### [Objetivo]
No texto sobre os depoimentos contra os Mura, por que é importante localizar, entre as testemunhas, gente ligada à exploração econômica atingida pela devassa? Explique em uma a três frases.

### [Texto fornecido]

■ ■ ■ ■ ■

Ao que respondo que depoimentos de testemunhas ofendidas não merecem muita atenção [...]. Nada provam e muito menos fazem legalidade os que juram pelo que a elas ouviram [...]. Logo, não faz prova em direito seu depoimento, de mais que o reverendo padre [José de Souza] é testemunha injuriada [...] e testemunhas inimigas nada provam (CEDEAM, 1896, p. 139-141).

De fato, são dignos de desconfiança os depoimentos de muitas das 33 testemunhas. Em todos eles, percebe-se claramente a construção de um depoimento-síntese, a partir de um texto único, com um discurso unificador, provocando no leitor uma forte impressão de manipulação das próprias testemunhas, como se vê no seguinte depoimento, muito próximo, em todos os sentidos, de outros relatos:

Disse que sabe por ouvir dizer, pública e geralmente, que o gentio bárbaro chamado Mura, do rio Madeira, tem feito várias mortes assim a brancos como a negros que vão àquele rio à colheita do cacau, de sorte que é tanto o temor dos moradores desta cidade [Belém] que algum negócio de cacau que fazem é à beira do dito rio, e que os mesmos delitos faz o gentio do rio Tocantins, impedindo as pessoas que vêm fazendo viagem das minas para esta cidade [Belém]” (CEDEAM, 1986, p. 45)

Interessa aqui menos saber a quem pertence o depoimento acima (Felipe Delgado) do que a quem serve tal texto. Por isso, é importante localizar entre as testemunhas gente ligada à exploração
econômica atingida pela devassa (mineração e agricultura), para estabelecer as reais intenções desse discurso que aponta o Mura como o grande responsável pelo atraso econômico da região. Esse claro sentimento de estranheza em relação aos depoimentos das testemunhas civis também provoca em Samuel Benchimol um posicionamento crítico sobre o contexto obscuro do conjunto de todo o processo envolvendo os Mura e as nações do Tocantins. Assim, o “Registro de las de claraciones [...] da una buena idea de la trama preparada a propósito en los bastidores de la justicia colonial, el resultado de la ingenuidad, ignorancia o servilismo de los indagados” (in CAMACHO, ANGEL [comps.], 1990, p. 234).

■ ■ ■ ■ ■

### [Registros do conjunto]
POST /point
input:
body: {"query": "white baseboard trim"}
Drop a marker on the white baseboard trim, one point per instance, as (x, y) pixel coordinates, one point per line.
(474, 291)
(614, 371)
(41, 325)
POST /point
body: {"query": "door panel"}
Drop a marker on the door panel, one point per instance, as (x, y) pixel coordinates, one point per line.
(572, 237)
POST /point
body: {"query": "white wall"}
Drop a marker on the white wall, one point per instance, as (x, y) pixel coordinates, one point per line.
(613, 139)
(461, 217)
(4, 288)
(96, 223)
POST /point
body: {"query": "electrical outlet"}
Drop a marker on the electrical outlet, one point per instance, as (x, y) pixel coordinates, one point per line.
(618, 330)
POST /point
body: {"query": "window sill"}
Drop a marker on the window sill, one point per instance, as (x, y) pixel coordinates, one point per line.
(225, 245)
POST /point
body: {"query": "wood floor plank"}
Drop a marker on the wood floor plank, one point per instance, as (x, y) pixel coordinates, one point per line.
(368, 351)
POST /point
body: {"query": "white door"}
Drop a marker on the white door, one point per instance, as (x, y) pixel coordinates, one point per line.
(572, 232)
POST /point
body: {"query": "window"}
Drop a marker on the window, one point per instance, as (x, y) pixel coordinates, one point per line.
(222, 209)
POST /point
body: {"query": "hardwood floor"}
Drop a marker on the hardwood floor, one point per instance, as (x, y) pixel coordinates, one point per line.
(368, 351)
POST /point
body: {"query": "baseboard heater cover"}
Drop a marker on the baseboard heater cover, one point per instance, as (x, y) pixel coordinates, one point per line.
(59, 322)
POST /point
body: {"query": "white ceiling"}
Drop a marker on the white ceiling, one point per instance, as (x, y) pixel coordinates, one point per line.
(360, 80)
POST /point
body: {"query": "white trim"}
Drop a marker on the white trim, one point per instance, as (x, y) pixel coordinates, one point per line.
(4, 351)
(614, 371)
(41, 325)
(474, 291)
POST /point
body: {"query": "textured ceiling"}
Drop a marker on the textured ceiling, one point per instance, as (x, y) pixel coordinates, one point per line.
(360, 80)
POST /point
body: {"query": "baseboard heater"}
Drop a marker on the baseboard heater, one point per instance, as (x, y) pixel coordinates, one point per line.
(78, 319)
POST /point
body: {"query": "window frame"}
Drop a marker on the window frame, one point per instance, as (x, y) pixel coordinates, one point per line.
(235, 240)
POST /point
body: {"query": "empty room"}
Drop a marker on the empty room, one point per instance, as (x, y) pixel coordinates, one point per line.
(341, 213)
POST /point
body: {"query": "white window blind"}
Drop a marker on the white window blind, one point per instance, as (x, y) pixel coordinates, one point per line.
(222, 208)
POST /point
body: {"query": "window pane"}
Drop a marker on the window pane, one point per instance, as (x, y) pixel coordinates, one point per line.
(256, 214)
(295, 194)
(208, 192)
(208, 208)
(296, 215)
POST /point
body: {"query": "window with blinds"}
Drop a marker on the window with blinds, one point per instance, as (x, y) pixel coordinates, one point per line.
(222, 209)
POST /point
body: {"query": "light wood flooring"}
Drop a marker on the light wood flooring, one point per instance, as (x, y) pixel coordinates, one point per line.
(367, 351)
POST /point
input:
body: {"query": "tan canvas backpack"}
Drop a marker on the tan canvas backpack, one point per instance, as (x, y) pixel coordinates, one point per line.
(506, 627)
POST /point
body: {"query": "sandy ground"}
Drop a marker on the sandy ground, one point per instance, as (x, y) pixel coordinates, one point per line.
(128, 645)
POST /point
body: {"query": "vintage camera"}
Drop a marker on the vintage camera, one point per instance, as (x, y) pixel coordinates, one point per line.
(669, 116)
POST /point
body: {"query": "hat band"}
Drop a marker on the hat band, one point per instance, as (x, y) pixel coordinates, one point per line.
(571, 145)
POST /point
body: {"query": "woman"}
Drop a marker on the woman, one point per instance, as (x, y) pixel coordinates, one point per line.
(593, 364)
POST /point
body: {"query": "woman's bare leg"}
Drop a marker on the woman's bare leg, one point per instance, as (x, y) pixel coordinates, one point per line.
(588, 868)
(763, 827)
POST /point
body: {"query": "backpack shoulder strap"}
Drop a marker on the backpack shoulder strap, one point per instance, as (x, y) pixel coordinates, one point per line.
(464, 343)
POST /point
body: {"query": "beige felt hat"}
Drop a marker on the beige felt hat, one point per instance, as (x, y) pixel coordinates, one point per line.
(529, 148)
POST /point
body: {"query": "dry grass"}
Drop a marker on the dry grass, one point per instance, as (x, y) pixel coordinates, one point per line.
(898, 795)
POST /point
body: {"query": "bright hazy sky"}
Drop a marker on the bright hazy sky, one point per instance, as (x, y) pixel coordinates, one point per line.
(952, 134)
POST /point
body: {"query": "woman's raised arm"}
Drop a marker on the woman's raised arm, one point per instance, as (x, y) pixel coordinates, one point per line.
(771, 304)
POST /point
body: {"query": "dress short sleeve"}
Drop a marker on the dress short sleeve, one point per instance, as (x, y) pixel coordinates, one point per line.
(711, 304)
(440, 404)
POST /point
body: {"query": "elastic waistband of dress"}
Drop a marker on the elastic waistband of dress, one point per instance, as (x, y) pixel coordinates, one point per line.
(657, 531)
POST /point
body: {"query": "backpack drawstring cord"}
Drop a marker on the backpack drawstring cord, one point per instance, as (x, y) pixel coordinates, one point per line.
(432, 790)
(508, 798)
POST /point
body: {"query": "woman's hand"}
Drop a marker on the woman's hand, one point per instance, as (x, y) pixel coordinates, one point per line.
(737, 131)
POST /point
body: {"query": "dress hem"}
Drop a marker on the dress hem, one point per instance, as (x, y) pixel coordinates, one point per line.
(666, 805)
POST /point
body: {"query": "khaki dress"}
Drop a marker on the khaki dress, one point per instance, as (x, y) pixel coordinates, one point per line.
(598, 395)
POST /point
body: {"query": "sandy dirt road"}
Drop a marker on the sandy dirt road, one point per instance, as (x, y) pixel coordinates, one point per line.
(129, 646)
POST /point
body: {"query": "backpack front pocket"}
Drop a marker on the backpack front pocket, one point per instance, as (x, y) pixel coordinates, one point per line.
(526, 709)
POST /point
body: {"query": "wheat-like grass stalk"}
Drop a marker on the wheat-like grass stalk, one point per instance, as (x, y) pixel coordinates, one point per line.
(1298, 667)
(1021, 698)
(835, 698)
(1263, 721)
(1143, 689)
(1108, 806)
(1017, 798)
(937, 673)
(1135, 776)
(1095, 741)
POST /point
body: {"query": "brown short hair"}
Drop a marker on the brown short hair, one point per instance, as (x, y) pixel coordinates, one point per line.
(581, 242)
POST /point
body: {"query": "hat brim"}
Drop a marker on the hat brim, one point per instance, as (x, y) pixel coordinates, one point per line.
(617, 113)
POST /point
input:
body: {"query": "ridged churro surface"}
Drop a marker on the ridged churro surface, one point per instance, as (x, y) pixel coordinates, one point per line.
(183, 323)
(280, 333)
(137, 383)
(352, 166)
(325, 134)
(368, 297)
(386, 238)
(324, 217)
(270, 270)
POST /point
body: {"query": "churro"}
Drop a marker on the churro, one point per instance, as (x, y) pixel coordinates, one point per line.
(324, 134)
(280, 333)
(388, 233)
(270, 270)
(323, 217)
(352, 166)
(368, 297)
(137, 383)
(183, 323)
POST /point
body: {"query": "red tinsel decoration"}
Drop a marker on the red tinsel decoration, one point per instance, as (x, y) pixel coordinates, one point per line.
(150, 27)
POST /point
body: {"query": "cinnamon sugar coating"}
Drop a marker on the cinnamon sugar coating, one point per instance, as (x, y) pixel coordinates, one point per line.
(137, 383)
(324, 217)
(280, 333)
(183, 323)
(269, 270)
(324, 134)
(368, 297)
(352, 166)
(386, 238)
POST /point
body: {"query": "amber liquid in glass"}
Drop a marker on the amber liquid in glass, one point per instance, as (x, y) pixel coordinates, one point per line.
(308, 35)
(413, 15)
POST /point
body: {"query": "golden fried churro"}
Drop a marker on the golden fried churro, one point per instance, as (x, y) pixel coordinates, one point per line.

■ ■ ■ ■ ■

### [Resultado do exercício]
Porque, segundo o texto, interessa menos saber a quem pertence o depoimento do que a quem ele serve. Identificar essas testemunhas permite estabelecer as reais intenções do discurso que aponta o Mura como o grande responsável pelo atraso econômico da região.